Charter Communications Inc. swung to a fourth-quarter profit as
the cable operator boosted revenue following its $1.6 billion
acquisition of Bresnan Broadband Holdings LLC.
The quarterly report comes about a week after Comcast Corp.
unveiled its $45 billion deal for Time Warner Cable Inc., which
would combine the two largest cable operators. The proposed
agreement almost certainly ends an eight-month takeover battle for
TWC by Charter, the fourth-largest cable operator, and its biggest
shareholder, Liberty Media Corp.
Charter's pursuit of TWC, which began after Liberty bought a 27%
stake in Charter about a year ago, had raised the possibility that
Liberty Chairman John Malone would emerge as a rival to Comcast CEO
Brian Roberts. Mr. Malone, a cable pioneer, once led the U.S. cable
industry but sold his previous cable firm, Tele-Communications
Inc., to AT&T in 1999.

● Written exercise 1:
Copy the entire article about Charter Communications, word for word.

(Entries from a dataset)

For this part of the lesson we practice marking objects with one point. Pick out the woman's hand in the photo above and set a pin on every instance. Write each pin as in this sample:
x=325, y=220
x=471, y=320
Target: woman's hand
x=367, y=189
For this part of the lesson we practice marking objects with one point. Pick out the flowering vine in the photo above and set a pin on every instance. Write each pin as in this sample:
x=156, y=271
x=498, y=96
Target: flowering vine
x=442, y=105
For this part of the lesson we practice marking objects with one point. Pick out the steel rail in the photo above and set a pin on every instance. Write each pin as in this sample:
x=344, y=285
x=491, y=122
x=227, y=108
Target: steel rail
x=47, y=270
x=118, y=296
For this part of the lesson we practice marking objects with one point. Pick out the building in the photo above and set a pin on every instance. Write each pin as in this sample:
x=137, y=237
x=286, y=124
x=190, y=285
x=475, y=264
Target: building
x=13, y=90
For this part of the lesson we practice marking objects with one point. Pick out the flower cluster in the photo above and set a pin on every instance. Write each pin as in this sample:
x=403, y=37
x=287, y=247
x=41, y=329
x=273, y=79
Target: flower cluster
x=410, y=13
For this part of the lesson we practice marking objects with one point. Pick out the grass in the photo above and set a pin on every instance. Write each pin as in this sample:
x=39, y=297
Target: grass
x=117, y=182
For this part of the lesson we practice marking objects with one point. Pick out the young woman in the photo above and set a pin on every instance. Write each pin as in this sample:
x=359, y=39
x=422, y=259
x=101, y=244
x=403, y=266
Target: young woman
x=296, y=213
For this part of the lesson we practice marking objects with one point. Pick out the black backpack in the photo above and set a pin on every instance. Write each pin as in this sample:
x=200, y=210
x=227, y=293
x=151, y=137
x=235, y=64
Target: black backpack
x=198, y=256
==
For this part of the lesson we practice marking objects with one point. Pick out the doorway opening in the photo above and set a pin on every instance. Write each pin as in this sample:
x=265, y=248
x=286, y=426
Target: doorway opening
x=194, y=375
--
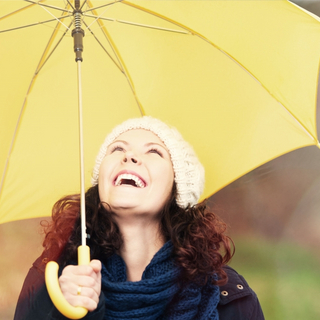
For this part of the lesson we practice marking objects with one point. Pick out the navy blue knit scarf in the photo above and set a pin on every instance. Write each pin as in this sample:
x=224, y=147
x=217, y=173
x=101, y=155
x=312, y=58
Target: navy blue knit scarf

● Written exercise 2:
Repeat the part of the rows that opens with the line containing "out the grass" and closes with the line containing "x=198, y=256", including both of those lines.

● Finished answer 1:
Charter Communications Inc. swung to a fourth-quarter profit as
the cable operator boosted revenue following its $1.6 billion
acquisition of Bresnan Broadband Holdings LLC.
The quarterly report comes about a week after Comcast Corp.
unveiled its $45 billion deal for Time Warner Cable Inc., which
would combine the two largest cable operators. The proposed
agreement almost certainly ends an eight-month takeover battle for
TWC by Charter, the fourth-largest cable operator, and its biggest
shareholder, Liberty Media Corp.
Charter's pursuit of TWC, which began after Liberty bought a 27%
stake in Charter about a year ago, had raised the possibility that
Liberty Chairman John Malone would emerge as a rival to Comcast CEO
Brian Roberts. Mr. Malone, a cable pioneer, once led the U.S. cable
industry but sold his previous cable firm, Tele-Communications
Inc., to AT&T in 1999.

● Finished answer 2:
For this part of the lesson we practice marking objects with one point. Pick out the grass in the photo above and set a pin on every instance. Write each pin as in this sample:
x=39, y=297
Target: grass
x=117, y=182
For this part of the lesson we practice marking objects with one point. Pick out the young woman in the photo above and set a pin on every instance. Write each pin as in this sample:
x=359, y=39
x=422, y=259
x=101, y=244
x=403, y=266
Target: young woman
x=296, y=213
For this part of the lesson we practice marking objects with one point. Pick out the black backpack in the photo above and set a pin on every instance. Write each pin as in this sample:
x=200, y=210
x=227, y=293
x=151, y=137
x=235, y=64
Target: black backpack
x=198, y=256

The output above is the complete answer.